Exercise: Take the line that contains "Could you please spot the stone cornice" and every line after it in the material below, and quote them exactly.

— Start Provided data —

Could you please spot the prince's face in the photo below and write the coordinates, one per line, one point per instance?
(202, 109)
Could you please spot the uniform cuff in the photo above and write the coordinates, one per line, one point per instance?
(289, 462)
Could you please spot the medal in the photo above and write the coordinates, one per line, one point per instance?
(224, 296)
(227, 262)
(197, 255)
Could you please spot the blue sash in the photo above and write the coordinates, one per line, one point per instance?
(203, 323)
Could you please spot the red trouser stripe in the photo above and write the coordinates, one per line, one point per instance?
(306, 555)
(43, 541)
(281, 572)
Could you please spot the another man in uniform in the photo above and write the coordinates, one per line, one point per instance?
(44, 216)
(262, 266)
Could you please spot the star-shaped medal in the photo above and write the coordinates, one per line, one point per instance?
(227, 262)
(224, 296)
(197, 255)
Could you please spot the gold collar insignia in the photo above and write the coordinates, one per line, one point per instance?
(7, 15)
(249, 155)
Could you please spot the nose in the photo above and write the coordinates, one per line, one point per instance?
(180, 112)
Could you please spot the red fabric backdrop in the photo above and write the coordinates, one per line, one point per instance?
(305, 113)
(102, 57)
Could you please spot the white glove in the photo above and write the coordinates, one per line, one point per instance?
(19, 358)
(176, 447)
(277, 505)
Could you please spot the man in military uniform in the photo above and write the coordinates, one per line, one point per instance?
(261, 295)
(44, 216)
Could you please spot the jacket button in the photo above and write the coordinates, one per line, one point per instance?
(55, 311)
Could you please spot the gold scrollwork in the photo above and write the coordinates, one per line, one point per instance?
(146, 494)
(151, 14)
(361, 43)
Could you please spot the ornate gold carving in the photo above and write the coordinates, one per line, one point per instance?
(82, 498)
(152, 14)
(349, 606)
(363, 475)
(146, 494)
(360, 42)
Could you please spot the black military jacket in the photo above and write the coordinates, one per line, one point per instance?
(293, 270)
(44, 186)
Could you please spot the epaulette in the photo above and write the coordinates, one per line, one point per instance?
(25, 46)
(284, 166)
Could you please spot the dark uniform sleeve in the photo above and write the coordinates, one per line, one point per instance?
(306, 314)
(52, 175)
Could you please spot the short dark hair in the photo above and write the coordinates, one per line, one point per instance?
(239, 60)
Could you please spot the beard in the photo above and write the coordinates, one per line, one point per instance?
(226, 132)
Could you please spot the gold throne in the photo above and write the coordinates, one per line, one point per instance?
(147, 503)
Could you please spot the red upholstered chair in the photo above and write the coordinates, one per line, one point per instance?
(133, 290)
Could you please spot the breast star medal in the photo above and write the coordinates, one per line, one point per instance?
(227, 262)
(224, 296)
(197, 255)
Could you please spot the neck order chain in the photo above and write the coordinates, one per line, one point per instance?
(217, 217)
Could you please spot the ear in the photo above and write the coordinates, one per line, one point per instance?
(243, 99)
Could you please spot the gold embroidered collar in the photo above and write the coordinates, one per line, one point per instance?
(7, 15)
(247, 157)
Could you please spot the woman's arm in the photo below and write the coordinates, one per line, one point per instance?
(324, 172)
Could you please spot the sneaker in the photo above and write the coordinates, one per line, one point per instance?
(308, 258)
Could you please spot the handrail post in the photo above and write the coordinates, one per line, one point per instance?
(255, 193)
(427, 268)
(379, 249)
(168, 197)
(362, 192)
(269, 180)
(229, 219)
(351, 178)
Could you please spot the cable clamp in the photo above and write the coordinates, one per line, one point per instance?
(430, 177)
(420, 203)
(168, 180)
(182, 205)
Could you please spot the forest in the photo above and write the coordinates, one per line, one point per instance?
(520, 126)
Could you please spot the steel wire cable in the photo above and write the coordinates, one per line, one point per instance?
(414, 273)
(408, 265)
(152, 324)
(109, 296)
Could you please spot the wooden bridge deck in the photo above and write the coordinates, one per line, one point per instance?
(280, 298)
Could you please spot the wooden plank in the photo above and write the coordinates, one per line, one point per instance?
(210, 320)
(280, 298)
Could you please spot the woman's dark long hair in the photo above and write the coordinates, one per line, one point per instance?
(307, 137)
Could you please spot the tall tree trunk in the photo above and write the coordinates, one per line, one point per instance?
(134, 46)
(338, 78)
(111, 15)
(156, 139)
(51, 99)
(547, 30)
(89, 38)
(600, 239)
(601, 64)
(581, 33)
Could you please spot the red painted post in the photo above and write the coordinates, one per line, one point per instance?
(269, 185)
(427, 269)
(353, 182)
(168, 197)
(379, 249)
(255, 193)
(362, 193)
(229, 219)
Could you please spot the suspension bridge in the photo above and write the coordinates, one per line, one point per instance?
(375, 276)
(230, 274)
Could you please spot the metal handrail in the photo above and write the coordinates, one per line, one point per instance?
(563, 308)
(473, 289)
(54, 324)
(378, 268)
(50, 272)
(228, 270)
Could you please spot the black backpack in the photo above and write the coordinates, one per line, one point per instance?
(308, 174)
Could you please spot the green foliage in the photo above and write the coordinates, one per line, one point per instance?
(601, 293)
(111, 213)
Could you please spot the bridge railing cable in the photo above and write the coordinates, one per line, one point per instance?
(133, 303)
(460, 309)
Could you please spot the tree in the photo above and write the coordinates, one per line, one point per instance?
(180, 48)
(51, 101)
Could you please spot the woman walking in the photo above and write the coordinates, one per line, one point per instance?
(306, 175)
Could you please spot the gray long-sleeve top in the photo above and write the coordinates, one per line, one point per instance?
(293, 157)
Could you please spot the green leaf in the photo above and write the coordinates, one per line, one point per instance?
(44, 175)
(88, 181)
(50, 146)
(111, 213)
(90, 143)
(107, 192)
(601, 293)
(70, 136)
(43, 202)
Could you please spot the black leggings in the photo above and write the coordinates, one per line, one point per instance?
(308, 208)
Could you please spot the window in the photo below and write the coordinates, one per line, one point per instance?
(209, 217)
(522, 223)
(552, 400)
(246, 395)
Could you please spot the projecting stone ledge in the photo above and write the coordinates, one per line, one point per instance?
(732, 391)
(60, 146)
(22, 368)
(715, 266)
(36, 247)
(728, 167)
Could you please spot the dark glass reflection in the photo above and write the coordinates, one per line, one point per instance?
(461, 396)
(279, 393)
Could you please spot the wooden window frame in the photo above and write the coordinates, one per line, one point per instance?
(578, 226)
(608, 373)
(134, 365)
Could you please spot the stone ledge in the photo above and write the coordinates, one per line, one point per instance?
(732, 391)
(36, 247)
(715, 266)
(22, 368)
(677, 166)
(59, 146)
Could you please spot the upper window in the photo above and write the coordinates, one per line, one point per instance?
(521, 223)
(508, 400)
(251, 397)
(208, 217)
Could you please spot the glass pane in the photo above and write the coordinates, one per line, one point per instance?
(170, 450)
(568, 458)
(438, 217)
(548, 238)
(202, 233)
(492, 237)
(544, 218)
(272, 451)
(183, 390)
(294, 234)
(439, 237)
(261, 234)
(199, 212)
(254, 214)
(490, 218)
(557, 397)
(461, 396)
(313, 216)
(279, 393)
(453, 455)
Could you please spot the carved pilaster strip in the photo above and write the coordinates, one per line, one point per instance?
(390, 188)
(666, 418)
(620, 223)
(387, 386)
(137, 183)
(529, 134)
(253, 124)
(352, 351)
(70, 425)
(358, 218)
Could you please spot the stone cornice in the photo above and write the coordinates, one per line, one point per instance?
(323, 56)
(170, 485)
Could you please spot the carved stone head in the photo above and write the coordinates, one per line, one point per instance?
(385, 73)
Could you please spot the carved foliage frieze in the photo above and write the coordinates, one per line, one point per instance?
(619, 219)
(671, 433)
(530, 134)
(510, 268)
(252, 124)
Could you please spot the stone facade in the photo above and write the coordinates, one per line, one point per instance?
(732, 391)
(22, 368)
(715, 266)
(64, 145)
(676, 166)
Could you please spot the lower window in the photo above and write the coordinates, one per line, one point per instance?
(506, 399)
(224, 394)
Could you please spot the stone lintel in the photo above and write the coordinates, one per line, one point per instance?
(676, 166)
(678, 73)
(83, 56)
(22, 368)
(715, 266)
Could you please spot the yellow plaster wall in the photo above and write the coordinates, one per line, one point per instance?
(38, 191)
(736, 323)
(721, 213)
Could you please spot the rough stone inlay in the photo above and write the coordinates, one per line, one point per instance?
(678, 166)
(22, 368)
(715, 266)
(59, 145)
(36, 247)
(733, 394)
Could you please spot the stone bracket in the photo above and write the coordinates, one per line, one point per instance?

— End Provided data —

Solution to this problem:
Could you please spot the stone cornice in the photo above and write the coordinates, one per line, one point per instance?
(323, 56)
(170, 485)
Could you please spot the carved stone head in the photo above and write the coordinates, one per line, one point per instance?
(385, 73)
Could you please spot the carved foliage frieze in the photo above and write the coordinates, one per line, one point per instance?
(619, 219)
(671, 433)
(530, 134)
(510, 268)
(252, 124)
Could you please spot the stone facade in the photo above and write the coordinates, one per line, one point per instance?
(732, 391)
(22, 368)
(715, 266)
(64, 145)
(676, 166)
Could you please spot the lower window in the photo above and write the coordinates, one per line, one point per instance?
(506, 399)
(224, 394)
Could you please spot the stone lintel in the photo above and write the coordinates, one per line, one point per instance?
(676, 166)
(678, 73)
(83, 56)
(22, 368)
(715, 266)
Could you please spot the yellow plaster wall in the photo above and write the coordinates, one per line, one point per instance?
(38, 191)
(736, 323)
(721, 213)
Could you please spot the rough stone inlay in the photo above and write the coordinates, one per line, one point per instance?
(678, 166)
(22, 368)
(715, 266)
(59, 145)
(36, 247)
(733, 394)
Could you please spot the stone bracket in the photo above and write the coordinates, one per line, one point per instance?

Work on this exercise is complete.